- **THE PROBLEM**:
The records that follow should be retyped word for word.

Records contained in a dataset
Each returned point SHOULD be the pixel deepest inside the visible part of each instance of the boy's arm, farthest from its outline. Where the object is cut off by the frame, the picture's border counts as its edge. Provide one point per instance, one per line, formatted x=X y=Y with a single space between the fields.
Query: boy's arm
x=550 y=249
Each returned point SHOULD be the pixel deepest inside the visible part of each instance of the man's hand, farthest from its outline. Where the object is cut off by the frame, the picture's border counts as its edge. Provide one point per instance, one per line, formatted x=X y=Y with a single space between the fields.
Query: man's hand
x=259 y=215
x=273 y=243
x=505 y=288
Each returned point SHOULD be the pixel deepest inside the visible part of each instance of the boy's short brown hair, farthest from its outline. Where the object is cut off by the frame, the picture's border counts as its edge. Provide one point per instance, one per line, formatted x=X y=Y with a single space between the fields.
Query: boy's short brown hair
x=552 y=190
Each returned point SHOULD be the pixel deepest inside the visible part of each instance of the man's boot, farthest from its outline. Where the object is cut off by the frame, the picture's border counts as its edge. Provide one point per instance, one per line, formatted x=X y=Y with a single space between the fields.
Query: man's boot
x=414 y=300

- **SOLUTION TO THIS EXERCISE**:
Each returned point SHOULD be the pixel deepest inside the visible part of each instance of the boy's arm, farthest from its outline. Where the object is cut off by the frame, the picture's border counts as its edge. Provide one point per instance, one per line, formatted x=X y=Y with a single space between the fields.
Query: boy's arm
x=550 y=249
Each returned point SHOULD be the pixel deepest inside the visible part of each instance of the man's hand, farthest from its outline. Where the object is cut off by the frame, the picture's border counts as its edge. Provide one point per instance, one per line, formatted x=X y=Y with a single space between the fields.
Query: man's hand
x=259 y=215
x=273 y=243
x=505 y=288
Each returned point SHOULD be the pixel deepest inside the visible part of each instance of the boy's short brown hair, farthest from its outline. Where the object is cut off by the frame, the picture's border counts as its edge. Provide one point per instance, one per line, formatted x=X y=Y with a single space between the fields.
Query: boy's short brown hair
x=552 y=190
Each returned point SHOULD be the pixel deepest inside the visible part of each instance of the man's boot, farthest from its outline. Where the object is cut off by the frame, the picture's border counts as its edge. Provide one point per instance, one per line, formatted x=X y=Y with a single space between the fields.
Query: man's boot
x=414 y=300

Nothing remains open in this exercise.